[Opening Input records section]

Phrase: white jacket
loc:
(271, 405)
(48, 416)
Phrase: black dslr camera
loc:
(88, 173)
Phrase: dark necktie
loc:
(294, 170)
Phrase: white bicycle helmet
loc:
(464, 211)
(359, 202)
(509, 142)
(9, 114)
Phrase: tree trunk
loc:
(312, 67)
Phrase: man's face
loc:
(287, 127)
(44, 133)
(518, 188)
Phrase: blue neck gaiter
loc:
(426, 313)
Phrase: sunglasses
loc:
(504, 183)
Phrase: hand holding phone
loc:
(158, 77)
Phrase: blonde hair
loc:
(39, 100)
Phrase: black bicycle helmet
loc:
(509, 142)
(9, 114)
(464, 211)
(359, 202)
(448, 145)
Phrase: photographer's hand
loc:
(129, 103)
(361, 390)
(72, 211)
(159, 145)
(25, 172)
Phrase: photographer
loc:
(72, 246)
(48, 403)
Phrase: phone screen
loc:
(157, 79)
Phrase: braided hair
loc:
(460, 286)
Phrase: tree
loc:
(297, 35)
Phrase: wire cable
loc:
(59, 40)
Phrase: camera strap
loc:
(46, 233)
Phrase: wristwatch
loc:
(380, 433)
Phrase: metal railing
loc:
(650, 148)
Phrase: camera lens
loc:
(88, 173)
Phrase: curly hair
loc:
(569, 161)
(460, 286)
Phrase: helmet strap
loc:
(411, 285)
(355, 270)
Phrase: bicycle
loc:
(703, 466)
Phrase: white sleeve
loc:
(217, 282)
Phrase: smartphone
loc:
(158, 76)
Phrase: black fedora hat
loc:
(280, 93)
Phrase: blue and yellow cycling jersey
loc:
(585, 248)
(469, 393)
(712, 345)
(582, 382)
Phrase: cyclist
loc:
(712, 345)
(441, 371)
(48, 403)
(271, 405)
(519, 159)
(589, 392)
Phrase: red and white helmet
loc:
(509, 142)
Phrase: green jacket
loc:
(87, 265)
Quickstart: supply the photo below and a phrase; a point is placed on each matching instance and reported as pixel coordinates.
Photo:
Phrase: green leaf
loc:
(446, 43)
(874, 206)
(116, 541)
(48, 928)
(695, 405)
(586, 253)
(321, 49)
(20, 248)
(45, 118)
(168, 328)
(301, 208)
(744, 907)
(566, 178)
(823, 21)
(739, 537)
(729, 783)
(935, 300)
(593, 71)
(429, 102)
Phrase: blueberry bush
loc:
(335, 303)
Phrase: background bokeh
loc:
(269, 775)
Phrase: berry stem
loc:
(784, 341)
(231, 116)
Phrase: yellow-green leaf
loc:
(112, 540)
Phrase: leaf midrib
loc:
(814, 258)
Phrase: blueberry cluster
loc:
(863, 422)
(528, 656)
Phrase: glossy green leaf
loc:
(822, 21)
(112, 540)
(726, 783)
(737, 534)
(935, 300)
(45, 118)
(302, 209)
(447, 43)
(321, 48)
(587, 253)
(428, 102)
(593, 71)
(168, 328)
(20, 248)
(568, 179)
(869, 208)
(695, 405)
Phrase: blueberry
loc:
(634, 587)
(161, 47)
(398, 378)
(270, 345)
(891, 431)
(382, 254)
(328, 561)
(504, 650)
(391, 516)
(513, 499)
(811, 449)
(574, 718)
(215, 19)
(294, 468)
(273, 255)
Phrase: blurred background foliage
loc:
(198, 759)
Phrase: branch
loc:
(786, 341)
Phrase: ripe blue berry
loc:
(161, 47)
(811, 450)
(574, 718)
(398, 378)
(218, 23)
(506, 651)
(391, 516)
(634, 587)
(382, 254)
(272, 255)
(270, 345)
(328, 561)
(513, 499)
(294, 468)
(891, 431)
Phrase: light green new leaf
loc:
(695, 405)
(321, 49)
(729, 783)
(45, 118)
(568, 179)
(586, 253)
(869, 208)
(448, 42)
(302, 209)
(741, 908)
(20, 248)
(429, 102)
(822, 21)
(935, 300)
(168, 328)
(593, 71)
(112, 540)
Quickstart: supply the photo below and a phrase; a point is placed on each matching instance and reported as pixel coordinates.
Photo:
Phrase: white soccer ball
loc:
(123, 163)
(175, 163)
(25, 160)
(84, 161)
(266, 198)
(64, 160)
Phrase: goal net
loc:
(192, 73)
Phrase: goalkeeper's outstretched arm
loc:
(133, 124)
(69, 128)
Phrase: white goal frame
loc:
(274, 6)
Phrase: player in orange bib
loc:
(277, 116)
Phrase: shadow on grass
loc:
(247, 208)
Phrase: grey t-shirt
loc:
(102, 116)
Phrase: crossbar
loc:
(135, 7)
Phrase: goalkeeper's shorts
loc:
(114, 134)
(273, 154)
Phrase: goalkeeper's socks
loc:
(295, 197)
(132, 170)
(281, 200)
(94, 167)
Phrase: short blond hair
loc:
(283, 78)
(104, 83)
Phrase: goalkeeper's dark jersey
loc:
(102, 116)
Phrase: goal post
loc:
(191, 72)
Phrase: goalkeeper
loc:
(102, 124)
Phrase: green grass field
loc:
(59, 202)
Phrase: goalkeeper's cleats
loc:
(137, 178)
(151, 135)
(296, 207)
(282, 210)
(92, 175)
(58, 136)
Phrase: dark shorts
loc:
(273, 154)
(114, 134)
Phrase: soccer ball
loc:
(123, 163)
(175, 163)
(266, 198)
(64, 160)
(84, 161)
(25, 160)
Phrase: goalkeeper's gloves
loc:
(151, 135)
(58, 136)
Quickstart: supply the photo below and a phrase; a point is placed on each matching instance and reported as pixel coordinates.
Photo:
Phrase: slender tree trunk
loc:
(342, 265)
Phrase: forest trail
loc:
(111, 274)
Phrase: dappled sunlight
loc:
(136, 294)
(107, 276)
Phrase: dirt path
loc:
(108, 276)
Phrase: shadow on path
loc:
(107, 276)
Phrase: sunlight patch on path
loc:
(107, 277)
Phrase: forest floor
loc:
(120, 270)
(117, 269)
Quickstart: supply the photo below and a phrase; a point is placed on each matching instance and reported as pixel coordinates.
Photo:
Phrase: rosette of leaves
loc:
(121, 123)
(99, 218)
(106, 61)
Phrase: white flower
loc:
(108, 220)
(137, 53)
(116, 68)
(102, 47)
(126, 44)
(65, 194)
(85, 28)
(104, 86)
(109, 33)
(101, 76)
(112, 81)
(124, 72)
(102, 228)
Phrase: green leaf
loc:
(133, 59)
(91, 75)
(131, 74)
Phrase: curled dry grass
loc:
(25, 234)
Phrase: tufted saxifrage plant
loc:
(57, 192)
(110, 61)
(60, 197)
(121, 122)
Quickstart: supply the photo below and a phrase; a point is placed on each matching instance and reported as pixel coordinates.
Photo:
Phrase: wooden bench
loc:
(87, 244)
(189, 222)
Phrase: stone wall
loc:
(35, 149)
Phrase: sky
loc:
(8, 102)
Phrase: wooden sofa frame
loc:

[Closing Input records section]

__Task directions__. Whenever a line above has the word "jersey" in it, copy that line.

__Task result__.
Phrase: blue and yellow cycling jersey
Phrase: goalkeeper's dark jersey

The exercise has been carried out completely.